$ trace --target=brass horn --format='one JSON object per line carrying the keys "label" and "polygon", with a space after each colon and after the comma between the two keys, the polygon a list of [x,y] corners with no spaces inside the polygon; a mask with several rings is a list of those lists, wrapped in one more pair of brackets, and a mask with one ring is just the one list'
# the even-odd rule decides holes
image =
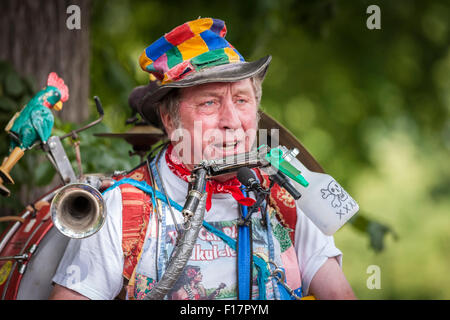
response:
{"label": "brass horn", "polygon": [[53,197],[50,212],[55,227],[75,239],[93,235],[106,219],[102,194],[85,183],[68,184],[59,190]]}

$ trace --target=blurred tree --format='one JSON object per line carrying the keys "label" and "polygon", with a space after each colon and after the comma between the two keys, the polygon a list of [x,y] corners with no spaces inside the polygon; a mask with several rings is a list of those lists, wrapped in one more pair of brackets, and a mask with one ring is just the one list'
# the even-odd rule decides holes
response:
{"label": "blurred tree", "polygon": [[[43,86],[55,71],[70,88],[70,98],[58,115],[81,123],[89,116],[90,0],[4,0],[0,2],[0,59],[19,75]],[[80,8],[80,29],[71,26],[70,5]],[[77,14],[77,13],[74,13]],[[17,95],[17,82],[8,82]],[[38,88],[34,88],[35,90]]]}

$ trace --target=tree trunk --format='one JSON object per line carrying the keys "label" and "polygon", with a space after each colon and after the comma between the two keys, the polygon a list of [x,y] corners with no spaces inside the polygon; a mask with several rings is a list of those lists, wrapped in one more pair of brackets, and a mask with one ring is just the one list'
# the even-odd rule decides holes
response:
{"label": "tree trunk", "polygon": [[[67,27],[70,5],[80,8],[80,29]],[[0,59],[32,77],[36,90],[50,72],[58,73],[70,97],[55,116],[76,123],[89,116],[89,12],[90,0],[0,1]]]}

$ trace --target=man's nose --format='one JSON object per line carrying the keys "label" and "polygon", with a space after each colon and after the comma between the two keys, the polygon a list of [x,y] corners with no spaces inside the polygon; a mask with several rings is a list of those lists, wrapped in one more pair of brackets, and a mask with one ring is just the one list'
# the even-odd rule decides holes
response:
{"label": "man's nose", "polygon": [[239,111],[231,98],[226,98],[220,108],[220,127],[222,129],[239,129],[241,120]]}

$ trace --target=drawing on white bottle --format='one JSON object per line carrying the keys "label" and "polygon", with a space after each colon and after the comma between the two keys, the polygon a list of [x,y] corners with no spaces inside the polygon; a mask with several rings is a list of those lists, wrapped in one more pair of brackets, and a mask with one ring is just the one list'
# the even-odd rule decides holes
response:
{"label": "drawing on white bottle", "polygon": [[334,180],[331,180],[326,189],[320,189],[322,192],[322,198],[327,199],[329,196],[331,199],[331,206],[338,208],[342,206],[343,201],[347,200],[348,194],[344,189]]}
{"label": "drawing on white bottle", "polygon": [[[345,191],[344,191],[345,192]],[[347,201],[347,203],[345,204],[344,207],[340,208],[338,212],[336,212],[336,214],[339,215],[339,220],[342,218],[342,216],[344,214],[347,214],[349,212],[352,212],[353,208],[357,207],[357,203],[355,200],[350,198],[350,201]],[[345,212],[344,212],[345,210]]]}

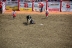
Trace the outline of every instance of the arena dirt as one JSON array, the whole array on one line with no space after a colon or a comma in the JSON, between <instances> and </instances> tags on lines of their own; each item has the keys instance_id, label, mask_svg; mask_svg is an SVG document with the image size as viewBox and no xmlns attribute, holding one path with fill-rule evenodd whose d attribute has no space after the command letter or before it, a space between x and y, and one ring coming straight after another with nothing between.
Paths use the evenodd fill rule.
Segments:
<instances>
[{"instance_id":1,"label":"arena dirt","mask_svg":"<svg viewBox=\"0 0 72 48\"><path fill-rule=\"evenodd\" d=\"M0 14L0 48L72 48L72 14ZM43 25L40 25L43 24Z\"/></svg>"}]
</instances>

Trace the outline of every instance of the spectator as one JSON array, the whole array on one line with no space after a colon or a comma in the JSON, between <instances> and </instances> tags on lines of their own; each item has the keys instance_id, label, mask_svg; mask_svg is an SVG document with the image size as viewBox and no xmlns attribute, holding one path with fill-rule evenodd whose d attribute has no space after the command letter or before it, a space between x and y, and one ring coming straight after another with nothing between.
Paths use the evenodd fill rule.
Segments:
<instances>
[{"instance_id":1,"label":"spectator","mask_svg":"<svg viewBox=\"0 0 72 48\"><path fill-rule=\"evenodd\" d=\"M40 3L39 3L40 12L42 12L42 11L43 11L43 6L44 6L43 2L40 2Z\"/></svg>"},{"instance_id":2,"label":"spectator","mask_svg":"<svg viewBox=\"0 0 72 48\"><path fill-rule=\"evenodd\" d=\"M0 1L0 13L2 13L2 1Z\"/></svg>"}]
</instances>

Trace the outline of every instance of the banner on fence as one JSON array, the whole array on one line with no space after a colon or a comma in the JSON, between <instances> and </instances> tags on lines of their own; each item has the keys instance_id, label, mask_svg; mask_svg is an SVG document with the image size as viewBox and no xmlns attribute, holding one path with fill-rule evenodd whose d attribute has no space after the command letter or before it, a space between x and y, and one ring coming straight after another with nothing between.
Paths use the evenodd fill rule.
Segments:
<instances>
[{"instance_id":1,"label":"banner on fence","mask_svg":"<svg viewBox=\"0 0 72 48\"><path fill-rule=\"evenodd\" d=\"M18 10L18 2L6 1L6 10Z\"/></svg>"},{"instance_id":2,"label":"banner on fence","mask_svg":"<svg viewBox=\"0 0 72 48\"><path fill-rule=\"evenodd\" d=\"M48 2L49 11L60 11L60 2Z\"/></svg>"},{"instance_id":3,"label":"banner on fence","mask_svg":"<svg viewBox=\"0 0 72 48\"><path fill-rule=\"evenodd\" d=\"M31 2L20 2L20 11L32 11Z\"/></svg>"},{"instance_id":4,"label":"banner on fence","mask_svg":"<svg viewBox=\"0 0 72 48\"><path fill-rule=\"evenodd\" d=\"M72 2L71 1L62 1L62 12L72 12Z\"/></svg>"}]
</instances>

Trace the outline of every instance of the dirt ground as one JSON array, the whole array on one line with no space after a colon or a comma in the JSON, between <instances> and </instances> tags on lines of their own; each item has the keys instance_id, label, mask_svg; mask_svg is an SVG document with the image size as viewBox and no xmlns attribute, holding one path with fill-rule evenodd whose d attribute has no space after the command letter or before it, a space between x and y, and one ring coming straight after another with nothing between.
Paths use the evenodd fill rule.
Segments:
<instances>
[{"instance_id":1,"label":"dirt ground","mask_svg":"<svg viewBox=\"0 0 72 48\"><path fill-rule=\"evenodd\" d=\"M0 14L0 48L72 48L72 14L30 14L26 25L28 14Z\"/></svg>"}]
</instances>

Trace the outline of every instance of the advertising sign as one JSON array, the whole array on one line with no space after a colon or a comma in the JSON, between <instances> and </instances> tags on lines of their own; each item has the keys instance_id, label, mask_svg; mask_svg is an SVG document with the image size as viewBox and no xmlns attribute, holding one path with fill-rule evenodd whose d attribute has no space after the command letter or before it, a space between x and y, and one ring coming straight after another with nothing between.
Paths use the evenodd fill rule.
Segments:
<instances>
[{"instance_id":1,"label":"advertising sign","mask_svg":"<svg viewBox=\"0 0 72 48\"><path fill-rule=\"evenodd\" d=\"M32 11L31 2L20 2L20 11Z\"/></svg>"},{"instance_id":2,"label":"advertising sign","mask_svg":"<svg viewBox=\"0 0 72 48\"><path fill-rule=\"evenodd\" d=\"M60 2L48 2L49 11L60 11Z\"/></svg>"},{"instance_id":3,"label":"advertising sign","mask_svg":"<svg viewBox=\"0 0 72 48\"><path fill-rule=\"evenodd\" d=\"M72 12L72 2L71 1L63 1L61 10L63 12Z\"/></svg>"},{"instance_id":4,"label":"advertising sign","mask_svg":"<svg viewBox=\"0 0 72 48\"><path fill-rule=\"evenodd\" d=\"M18 10L18 2L6 1L6 10Z\"/></svg>"}]
</instances>

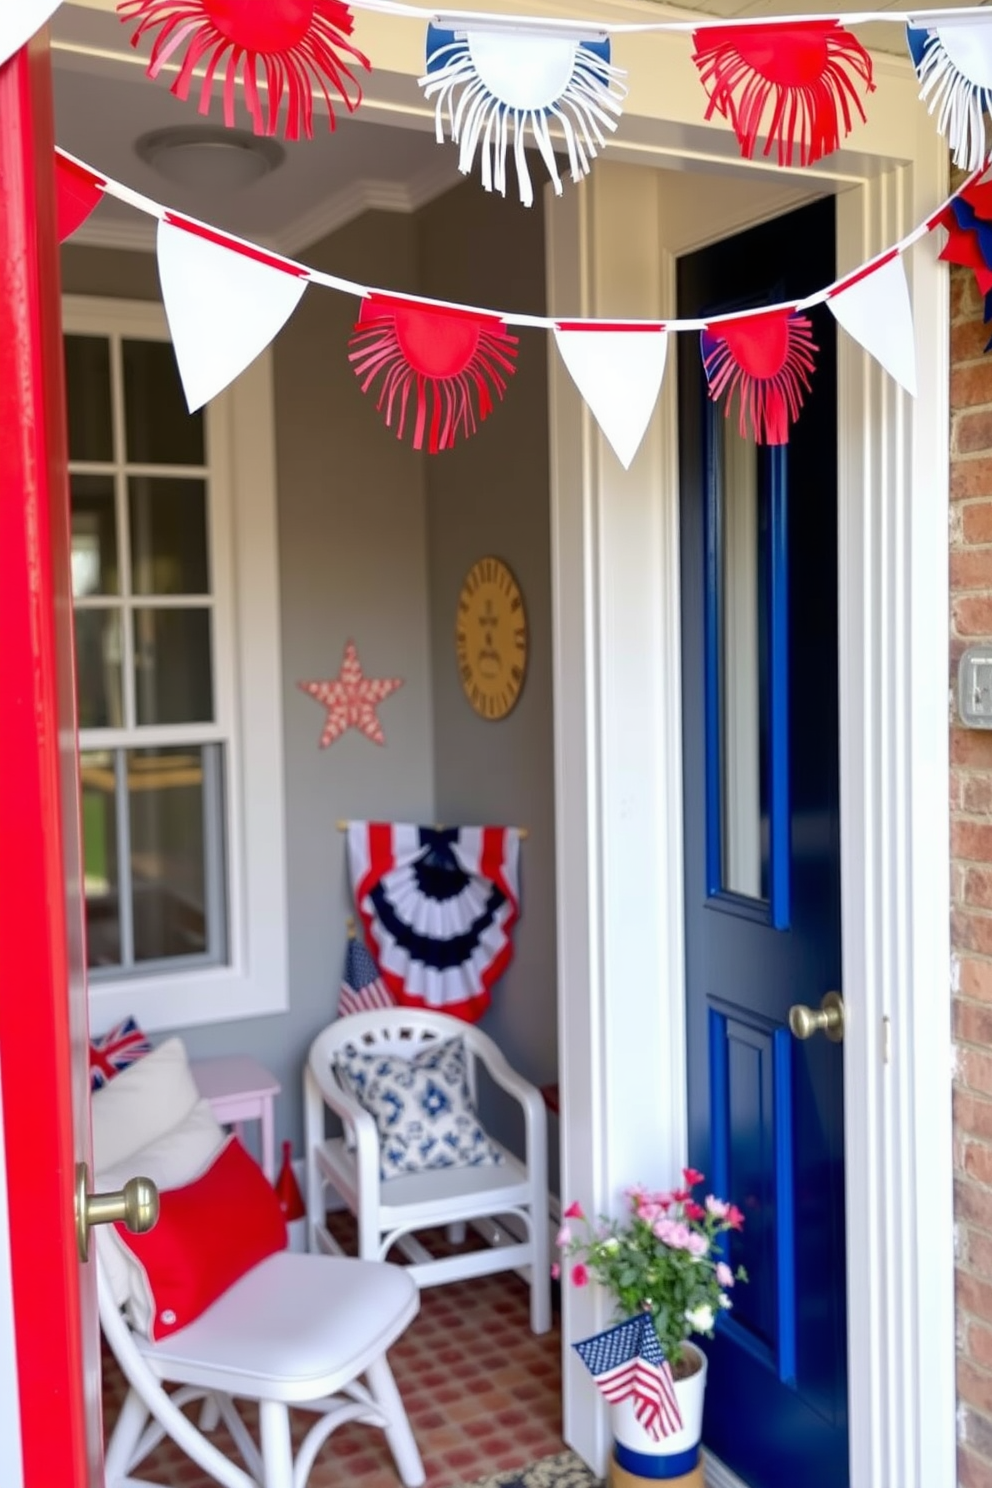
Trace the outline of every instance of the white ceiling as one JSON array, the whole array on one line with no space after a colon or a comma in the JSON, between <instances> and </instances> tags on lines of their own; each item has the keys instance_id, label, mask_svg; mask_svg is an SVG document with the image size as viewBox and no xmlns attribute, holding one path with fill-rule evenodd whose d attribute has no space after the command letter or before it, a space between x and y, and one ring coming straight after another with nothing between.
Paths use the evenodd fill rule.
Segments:
<instances>
[{"instance_id":1,"label":"white ceiling","mask_svg":"<svg viewBox=\"0 0 992 1488\"><path fill-rule=\"evenodd\" d=\"M138 158L135 141L150 130L203 120L195 101L181 103L164 79L145 77L144 58L128 45L129 28L112 12L91 8L109 3L78 0L62 5L53 19L56 137L72 154L134 190L242 237L299 253L369 207L413 211L461 179L456 151L450 144L441 148L435 143L430 110L418 94L416 100L404 97L387 113L404 113L402 127L372 122L359 111L355 118L339 116L336 131L330 133L318 117L314 139L287 145L283 164L256 184L210 200L184 191ZM875 7L892 9L896 3L875 0ZM928 8L954 3L928 0ZM561 5L556 9L560 13ZM822 0L692 0L677 10L666 7L666 13L729 19L786 9L820 13ZM639 10L643 15L643 7ZM905 56L899 24L877 24L858 34L877 50ZM147 52L147 45L143 50ZM417 91L412 83L409 87ZM221 122L216 99L211 119ZM246 124L244 116L239 123ZM76 241L150 248L153 224L107 198Z\"/></svg>"},{"instance_id":2,"label":"white ceiling","mask_svg":"<svg viewBox=\"0 0 992 1488\"><path fill-rule=\"evenodd\" d=\"M0 0L3 4L4 0ZM369 207L414 211L455 185L456 156L435 143L427 121L413 128L340 117L332 133L323 116L314 138L286 144L271 175L226 197L204 200L164 180L135 153L150 130L206 122L196 100L182 103L164 80L150 81L134 53L119 55L127 31L112 15L64 5L52 24L56 143L94 169L241 237L298 253ZM134 59L134 60L132 60ZM216 90L215 90L216 91ZM215 98L210 120L223 123ZM250 128L241 112L238 124ZM418 123L421 127L417 127ZM151 219L105 198L74 241L150 248Z\"/></svg>"}]
</instances>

***

**What needs to be done**
Which lines of the listing include the string "lists"? Pull them out.

**Answer to the problem**
$ trace --target=brass horn --format='one JSON object per line carrying the keys "label" and "polygon", with a space after each colon and after the comma between the two keys, the polygon a list of [x,y] corners with no spaces inside the polygon; a mask with several rings is a list of those lists, wrapped in one more pair of brackets, and a mask with one ring is just the one list'
$ trace --target=blurred tree --format='one JSON object per line carrying the keys "label" and "polygon", with a space after each colon and after the comma between the two keys, the polygon a list of [x,y] corners with no spaces inside the polygon; a mask with several rings is a list of those lists, wrapped in one more pair of brackets, and a mask with one ring is just the one list'
$ trace --target=tree trunk --format='one JSON object per line carrying the keys "label" and "polygon", with a space after each colon and after the comma between the two keys, the polygon a list of [x,y] corners with no spaces inside the polygon; a mask with several rings is a list of those lists, wrapped in one more pair of brackets, and a mask with one ring is just the one list'
$ trace --target=man's nose --format='one JSON object per line carrying the keys "label" and "polygon", with a space after each colon and after the comma between the two keys, the polygon a list of [x,y] corners with no spaces inside the polygon; a mask with several rings is a list of those lists, wrapped in one more pair of brackets, and a mask with one ring is just the one list'
$ trace --target=drawing on white bottle --format='one JSON object per line carrying the keys "label" and "polygon", with a space after each colon and after the comma between the two keys, the polygon a list of [x,y] corners with no spaces inside the polygon; a mask with several rings is a list of those lists, wrapped in one more pair of brackets, and a mask with one ring is just the one list'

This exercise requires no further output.